▶ _GIVEN REQUEST_:
In the entries starting at the line containing "target | man's neck" and ending at the last entry, rename "sweater" to "pullover" and leave everything else unchanged. Write out those lines only.
┌──
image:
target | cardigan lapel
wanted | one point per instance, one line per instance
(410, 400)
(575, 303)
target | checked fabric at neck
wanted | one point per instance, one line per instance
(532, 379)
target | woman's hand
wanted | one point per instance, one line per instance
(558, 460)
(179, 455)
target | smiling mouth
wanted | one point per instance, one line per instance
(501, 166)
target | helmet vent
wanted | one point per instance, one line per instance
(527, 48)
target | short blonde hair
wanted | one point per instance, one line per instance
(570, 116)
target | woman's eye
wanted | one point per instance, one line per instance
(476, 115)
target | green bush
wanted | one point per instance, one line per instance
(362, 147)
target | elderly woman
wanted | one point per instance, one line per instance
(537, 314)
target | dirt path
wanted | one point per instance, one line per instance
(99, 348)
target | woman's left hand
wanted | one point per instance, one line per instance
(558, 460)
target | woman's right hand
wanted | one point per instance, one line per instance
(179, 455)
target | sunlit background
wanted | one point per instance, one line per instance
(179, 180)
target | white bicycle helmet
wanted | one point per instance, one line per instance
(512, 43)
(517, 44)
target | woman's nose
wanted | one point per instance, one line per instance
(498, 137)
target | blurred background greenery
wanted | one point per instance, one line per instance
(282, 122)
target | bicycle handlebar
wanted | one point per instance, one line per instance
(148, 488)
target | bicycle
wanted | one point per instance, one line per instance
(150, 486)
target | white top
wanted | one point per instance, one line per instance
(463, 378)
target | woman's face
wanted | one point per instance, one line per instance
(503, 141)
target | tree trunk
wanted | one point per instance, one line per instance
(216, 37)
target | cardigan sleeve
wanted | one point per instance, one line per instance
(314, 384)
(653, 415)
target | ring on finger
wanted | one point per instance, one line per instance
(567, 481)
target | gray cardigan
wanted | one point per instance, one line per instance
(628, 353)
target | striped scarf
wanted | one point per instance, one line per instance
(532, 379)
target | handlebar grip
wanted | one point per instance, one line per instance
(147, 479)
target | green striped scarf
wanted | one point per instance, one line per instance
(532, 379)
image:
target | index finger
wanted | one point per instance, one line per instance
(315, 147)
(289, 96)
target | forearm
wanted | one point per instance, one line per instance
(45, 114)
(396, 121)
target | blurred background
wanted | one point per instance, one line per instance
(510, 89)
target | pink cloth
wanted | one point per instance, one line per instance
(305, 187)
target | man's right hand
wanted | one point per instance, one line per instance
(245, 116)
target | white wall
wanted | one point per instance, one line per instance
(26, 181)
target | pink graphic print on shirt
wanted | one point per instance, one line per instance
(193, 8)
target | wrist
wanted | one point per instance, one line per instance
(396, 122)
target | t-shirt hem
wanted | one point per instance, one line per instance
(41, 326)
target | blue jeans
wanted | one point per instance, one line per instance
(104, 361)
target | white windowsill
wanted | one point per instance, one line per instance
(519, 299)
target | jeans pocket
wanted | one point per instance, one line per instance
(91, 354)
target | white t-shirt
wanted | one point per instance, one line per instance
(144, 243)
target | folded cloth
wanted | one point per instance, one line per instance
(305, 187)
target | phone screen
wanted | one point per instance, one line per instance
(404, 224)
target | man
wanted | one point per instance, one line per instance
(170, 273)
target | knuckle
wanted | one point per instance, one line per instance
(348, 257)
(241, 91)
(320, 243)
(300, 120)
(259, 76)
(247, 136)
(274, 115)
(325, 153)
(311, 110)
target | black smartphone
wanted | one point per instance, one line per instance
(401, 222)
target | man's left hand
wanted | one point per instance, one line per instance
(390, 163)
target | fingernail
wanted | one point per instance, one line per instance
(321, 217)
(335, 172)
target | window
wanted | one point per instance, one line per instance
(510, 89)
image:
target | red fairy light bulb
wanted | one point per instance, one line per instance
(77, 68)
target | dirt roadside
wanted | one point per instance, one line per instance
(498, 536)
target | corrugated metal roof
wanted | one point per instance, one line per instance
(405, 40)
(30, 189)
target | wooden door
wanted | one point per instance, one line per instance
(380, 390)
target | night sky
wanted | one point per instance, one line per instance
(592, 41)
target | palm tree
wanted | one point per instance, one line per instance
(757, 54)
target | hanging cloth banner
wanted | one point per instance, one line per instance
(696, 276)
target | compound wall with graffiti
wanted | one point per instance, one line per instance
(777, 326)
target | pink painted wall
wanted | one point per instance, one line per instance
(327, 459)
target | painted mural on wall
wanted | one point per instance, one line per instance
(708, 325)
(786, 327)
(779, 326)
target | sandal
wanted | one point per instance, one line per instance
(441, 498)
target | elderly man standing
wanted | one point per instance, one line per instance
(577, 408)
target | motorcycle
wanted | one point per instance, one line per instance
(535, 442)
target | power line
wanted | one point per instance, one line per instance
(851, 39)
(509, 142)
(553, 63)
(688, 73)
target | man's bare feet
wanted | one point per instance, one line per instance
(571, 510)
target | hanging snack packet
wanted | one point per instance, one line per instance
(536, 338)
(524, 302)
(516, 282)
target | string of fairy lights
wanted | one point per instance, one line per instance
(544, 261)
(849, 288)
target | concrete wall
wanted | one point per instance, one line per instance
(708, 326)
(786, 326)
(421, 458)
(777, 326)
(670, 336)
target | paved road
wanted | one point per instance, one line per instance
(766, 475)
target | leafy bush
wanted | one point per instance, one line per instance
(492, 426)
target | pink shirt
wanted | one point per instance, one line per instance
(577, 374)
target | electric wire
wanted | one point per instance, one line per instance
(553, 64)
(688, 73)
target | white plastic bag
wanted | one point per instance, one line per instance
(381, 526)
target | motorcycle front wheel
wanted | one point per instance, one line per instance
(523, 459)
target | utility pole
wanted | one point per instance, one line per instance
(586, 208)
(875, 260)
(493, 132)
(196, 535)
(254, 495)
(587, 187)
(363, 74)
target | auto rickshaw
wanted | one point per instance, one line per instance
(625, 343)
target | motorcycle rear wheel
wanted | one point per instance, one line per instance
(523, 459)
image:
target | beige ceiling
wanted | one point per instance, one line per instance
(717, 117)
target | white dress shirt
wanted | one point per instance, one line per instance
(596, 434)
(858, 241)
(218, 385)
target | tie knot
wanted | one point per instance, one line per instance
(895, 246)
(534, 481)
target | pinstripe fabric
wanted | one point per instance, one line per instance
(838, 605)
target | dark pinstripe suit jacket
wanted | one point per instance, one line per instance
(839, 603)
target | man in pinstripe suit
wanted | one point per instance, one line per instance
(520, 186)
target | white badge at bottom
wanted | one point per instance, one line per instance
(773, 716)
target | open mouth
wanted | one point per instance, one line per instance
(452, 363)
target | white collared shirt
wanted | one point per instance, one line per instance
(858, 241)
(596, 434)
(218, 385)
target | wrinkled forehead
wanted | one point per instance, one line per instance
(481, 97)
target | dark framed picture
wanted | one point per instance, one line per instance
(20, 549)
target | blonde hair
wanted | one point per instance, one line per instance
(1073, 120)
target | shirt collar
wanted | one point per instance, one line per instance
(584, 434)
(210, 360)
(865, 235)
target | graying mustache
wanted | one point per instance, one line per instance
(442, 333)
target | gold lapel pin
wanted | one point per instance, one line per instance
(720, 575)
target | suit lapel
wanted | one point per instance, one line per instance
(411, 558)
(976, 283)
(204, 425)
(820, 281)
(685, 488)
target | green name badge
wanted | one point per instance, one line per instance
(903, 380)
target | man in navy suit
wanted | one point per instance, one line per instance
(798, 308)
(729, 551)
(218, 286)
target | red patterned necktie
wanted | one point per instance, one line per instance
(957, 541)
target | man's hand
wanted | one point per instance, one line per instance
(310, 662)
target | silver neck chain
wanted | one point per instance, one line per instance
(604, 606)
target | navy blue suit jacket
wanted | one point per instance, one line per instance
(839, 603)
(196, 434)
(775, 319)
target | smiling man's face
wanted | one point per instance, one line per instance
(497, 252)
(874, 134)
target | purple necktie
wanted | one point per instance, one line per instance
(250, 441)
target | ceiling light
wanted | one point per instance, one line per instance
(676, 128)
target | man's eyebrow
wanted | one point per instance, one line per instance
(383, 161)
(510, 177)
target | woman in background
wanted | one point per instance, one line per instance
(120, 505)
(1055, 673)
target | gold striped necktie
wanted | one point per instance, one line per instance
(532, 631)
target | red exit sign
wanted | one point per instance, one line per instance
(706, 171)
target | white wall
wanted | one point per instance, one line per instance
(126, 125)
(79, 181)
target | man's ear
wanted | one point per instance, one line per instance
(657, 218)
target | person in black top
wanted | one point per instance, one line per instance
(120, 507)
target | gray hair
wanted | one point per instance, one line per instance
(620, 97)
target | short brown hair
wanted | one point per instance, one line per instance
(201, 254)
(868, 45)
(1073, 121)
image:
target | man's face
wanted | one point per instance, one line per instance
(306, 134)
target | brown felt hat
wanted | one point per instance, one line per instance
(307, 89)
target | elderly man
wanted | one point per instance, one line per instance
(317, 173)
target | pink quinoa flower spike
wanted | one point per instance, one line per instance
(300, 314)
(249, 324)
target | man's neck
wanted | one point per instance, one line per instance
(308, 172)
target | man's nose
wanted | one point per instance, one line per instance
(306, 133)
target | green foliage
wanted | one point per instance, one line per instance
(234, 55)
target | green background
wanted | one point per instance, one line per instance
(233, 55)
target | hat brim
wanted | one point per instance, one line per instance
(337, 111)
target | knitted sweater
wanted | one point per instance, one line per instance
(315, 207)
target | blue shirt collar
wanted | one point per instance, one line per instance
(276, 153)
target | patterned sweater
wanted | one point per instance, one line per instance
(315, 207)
└──
▶ _COMPLETED EXERCISE_:
target | man's neck
wanted | one point per instance, one line per instance
(308, 172)
target | man's nose
wanted | one point per instance, one line per instance
(306, 133)
target | green foliage
wanted | one point per instance, one line per instance
(234, 55)
target | green background
wanted | one point per instance, one line per instance
(233, 55)
target | hat brim
wanted | one point per instance, one line per instance
(337, 111)
target | knitted pullover
wanted | one point per instance, one line per instance
(315, 207)
target | blue shirt collar
wanted | one point per instance, one line per instance
(276, 153)
target | patterned pullover
wanted | one point per instance, one line per instance
(315, 207)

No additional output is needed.